= Beginning of Section =
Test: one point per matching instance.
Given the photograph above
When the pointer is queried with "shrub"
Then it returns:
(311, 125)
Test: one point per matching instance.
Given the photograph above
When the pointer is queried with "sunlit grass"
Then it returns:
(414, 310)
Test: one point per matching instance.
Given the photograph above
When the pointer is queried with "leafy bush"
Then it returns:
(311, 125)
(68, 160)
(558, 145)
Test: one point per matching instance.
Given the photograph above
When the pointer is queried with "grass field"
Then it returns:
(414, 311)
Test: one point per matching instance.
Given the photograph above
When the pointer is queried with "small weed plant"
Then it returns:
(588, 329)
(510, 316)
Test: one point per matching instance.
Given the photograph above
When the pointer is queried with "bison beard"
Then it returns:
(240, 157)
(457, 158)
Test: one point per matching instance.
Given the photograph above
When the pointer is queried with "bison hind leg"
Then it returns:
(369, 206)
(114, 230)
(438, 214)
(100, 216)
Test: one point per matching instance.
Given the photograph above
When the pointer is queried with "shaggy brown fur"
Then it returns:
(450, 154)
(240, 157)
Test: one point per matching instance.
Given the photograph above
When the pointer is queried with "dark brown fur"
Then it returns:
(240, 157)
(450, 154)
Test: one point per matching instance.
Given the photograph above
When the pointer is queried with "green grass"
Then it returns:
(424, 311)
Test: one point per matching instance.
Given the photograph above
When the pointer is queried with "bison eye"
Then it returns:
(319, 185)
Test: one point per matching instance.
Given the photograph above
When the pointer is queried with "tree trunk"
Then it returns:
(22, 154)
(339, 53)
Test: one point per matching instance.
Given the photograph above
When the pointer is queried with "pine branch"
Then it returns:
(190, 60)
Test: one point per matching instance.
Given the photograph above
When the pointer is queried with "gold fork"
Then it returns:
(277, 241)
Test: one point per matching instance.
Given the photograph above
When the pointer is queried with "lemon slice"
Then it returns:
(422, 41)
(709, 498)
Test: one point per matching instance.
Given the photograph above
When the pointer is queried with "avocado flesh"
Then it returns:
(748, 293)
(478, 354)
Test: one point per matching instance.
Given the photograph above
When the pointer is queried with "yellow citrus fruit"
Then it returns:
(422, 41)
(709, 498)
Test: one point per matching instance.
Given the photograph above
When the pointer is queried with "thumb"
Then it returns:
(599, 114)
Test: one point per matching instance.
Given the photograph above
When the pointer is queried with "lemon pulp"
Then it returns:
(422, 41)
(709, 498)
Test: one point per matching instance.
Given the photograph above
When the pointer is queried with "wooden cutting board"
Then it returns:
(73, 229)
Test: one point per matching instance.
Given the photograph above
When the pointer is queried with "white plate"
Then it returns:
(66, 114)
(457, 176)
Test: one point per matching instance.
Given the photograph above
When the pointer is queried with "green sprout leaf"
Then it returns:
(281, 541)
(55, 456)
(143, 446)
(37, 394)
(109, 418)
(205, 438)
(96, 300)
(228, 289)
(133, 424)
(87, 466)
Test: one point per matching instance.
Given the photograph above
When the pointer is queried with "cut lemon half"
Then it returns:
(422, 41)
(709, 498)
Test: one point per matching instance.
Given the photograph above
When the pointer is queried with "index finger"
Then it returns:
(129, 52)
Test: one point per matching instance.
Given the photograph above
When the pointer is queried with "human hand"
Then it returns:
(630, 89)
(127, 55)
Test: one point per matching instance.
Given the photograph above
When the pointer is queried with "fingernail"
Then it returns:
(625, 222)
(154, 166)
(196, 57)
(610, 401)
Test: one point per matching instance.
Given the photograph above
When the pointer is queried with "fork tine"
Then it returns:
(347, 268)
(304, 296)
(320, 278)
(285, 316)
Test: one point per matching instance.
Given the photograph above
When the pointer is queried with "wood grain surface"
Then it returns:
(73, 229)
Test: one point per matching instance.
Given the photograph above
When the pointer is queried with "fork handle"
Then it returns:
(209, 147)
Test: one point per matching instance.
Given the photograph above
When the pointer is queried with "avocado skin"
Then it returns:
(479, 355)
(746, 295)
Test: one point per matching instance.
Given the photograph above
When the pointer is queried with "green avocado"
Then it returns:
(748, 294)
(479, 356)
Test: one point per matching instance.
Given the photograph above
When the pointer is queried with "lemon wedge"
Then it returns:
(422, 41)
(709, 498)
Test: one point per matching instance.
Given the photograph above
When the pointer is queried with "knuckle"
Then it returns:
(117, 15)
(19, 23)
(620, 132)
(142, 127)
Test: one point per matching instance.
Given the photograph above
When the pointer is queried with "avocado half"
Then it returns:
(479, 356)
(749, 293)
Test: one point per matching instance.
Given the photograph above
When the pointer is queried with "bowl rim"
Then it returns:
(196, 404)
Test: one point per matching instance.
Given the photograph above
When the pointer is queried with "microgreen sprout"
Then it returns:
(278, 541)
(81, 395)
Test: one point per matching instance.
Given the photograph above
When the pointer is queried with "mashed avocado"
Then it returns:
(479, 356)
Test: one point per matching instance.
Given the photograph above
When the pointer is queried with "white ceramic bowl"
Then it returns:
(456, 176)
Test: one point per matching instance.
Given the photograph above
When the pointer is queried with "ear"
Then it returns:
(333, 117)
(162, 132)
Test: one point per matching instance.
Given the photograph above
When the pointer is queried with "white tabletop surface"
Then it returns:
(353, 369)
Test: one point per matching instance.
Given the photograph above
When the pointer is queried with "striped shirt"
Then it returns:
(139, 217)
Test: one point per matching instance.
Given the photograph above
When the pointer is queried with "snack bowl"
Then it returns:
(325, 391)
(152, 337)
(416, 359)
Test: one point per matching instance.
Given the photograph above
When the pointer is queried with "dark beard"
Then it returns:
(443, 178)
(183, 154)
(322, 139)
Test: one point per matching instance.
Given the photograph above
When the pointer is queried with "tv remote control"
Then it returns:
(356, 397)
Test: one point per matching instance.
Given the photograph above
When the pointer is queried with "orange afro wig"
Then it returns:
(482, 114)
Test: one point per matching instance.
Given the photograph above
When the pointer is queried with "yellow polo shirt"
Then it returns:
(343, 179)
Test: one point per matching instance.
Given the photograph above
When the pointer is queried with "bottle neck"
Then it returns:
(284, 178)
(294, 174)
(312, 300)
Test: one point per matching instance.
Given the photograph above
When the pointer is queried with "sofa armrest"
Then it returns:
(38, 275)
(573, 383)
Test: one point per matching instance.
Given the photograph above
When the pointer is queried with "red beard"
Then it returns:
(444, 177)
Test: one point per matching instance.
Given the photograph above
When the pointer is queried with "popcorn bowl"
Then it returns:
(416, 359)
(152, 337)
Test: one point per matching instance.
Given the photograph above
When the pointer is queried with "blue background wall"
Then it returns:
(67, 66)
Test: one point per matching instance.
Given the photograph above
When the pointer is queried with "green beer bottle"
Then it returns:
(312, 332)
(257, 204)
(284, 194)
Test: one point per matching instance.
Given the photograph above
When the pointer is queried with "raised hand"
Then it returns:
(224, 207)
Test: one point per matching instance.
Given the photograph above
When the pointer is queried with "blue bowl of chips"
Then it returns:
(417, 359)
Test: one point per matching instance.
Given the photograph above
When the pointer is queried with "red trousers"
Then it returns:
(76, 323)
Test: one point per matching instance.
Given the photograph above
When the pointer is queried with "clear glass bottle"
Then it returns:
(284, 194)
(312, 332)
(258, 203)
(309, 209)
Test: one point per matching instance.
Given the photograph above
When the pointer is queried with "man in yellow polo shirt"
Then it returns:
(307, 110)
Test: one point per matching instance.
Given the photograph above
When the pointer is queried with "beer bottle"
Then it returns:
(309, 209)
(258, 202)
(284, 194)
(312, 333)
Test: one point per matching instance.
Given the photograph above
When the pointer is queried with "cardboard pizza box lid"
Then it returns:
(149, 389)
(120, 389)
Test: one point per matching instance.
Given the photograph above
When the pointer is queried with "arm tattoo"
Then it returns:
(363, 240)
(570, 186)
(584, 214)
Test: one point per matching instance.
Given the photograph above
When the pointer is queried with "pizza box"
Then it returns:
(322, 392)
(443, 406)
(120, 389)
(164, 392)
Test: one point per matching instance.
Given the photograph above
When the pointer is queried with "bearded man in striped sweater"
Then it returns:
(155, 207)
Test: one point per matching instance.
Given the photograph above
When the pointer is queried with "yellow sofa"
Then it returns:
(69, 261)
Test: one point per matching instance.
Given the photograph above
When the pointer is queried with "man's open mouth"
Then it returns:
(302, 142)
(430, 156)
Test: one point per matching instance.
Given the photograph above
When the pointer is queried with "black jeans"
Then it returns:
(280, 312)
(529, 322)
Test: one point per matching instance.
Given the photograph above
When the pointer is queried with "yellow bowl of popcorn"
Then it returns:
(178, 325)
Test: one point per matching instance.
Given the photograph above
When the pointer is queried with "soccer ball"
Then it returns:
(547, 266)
= End of Section =
• TO DO
Report, for the data above, every line in which the string "beer" appears.

• RESULT FOR THIS TASK
When the pointer is queried with "green beer bottle"
When the pointer is queried with "beer bottle"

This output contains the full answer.